_Exercise details_:
In the stem cell differentiation passage, how many days did the three-stage protocol take to differentiate hWJ-MSCs into IPCs?

_Source passage_:
########################################
Statistical analysis was carried out using SPSS 14.0 software program (Statistics Package for Social Sciences, SPSS Inc. Chicago, Illinois, United States). The data in this article are expressed as the mean ± standard deviation (SD). Statistical analyses used the parametric independent t-test and nonparametric Mann-Whitney U test (two independent samples). A P value of less than or equal to 0.05 was considered statistically significant.
Differentiation of hWJ-MSCs into IPCs
As in our previous study, we successfully differentiated hWJ-MSCs into IPCs by our three-stage protocol in 10 d. Figure 1A shows the spindle-shaped hWJ-MSCs before differentiation, and Figure 1B shows the islet-like clusters after differentiation. The islet-like clusters stained positive with dithizone, which labels insulin-secreting cells (Figure 1C). Anti-insulin antibodies (green) revealed that insulin was expressed in the islet-like clusters that were co-stained with anti-human nuclear antibodies (red) by immunofluorescence staining (Figure 1D-G). We confirmed that the islet-like clusters were insulin-producing cells both by inverted microscopy and by confocal microscopy.
Figure 1 Morphology of undifferentiated human Wharton's jelly mesenchymal stem cells and islet-like clusters differentiated from human Wharton's jelly mesenchymal stem cells.
A: Undifferentiated spindle-shaped human Wharton's jelly mesenchymal stem cells (20 ×); B: Islet-like clusters after differentiation (20 ×); C: Dithizone-positive cells, which represent insulin-secreting cells (20 ×); D-G: Immunofluorescence staining with anti-insulin antibodies (green) and anti-human-nuclei antibodies (red) (40 ×).
########################################
_Input data_:
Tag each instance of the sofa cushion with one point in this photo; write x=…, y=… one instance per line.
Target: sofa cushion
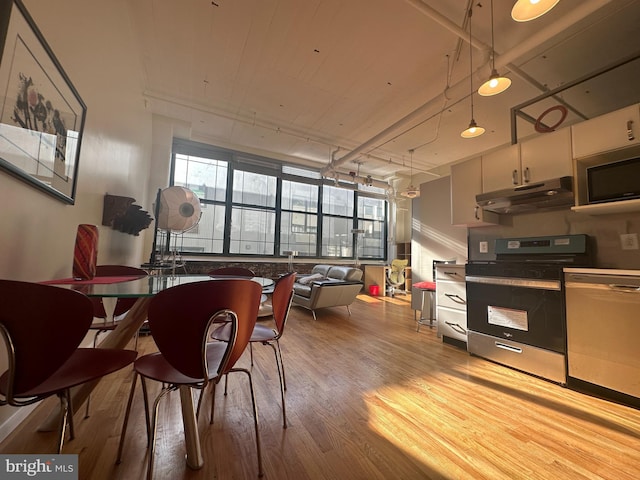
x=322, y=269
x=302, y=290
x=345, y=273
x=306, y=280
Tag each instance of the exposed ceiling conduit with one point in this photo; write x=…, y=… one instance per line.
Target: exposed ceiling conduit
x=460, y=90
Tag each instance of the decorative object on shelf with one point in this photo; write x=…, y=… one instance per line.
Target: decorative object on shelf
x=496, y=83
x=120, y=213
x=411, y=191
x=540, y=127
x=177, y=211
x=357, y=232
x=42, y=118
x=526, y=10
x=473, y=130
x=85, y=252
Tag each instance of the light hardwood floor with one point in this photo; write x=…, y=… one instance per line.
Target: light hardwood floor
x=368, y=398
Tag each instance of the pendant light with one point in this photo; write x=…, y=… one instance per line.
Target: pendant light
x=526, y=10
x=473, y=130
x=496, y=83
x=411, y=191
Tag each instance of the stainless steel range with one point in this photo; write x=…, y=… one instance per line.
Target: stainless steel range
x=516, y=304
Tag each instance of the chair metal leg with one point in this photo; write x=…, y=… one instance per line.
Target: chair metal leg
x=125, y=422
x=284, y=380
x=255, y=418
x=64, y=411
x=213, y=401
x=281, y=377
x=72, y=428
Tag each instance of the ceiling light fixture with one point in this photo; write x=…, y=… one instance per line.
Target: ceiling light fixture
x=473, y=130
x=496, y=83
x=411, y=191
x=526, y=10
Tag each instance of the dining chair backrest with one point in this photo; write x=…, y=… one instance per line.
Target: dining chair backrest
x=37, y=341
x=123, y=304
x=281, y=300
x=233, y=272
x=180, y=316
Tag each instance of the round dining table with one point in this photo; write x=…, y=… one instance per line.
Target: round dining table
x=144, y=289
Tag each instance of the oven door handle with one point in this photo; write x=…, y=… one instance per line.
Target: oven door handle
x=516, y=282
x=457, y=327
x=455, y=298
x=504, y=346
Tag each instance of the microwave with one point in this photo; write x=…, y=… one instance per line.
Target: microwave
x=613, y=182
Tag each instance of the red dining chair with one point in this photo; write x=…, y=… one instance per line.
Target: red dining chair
########################################
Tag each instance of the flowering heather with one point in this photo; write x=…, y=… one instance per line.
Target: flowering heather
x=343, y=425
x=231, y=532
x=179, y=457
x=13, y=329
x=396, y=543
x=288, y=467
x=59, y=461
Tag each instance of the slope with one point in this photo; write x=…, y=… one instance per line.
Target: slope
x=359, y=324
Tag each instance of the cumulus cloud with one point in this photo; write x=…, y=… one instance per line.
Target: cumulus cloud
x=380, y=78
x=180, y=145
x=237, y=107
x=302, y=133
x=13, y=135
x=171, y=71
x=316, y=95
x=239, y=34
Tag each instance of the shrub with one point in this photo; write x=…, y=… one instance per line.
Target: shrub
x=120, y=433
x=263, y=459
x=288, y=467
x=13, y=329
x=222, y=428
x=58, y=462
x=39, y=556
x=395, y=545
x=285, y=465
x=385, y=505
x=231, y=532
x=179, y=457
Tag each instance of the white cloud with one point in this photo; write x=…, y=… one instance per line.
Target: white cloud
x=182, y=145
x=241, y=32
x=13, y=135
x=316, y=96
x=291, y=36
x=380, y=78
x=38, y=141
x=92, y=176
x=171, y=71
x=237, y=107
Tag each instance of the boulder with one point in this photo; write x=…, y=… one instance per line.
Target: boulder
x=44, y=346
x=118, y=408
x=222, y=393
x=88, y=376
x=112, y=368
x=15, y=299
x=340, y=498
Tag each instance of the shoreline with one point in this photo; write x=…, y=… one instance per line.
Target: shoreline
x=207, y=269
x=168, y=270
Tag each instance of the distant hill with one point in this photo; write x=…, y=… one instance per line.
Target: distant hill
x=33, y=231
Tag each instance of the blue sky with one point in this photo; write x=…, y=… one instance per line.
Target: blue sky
########################################
_Output_:
10 days.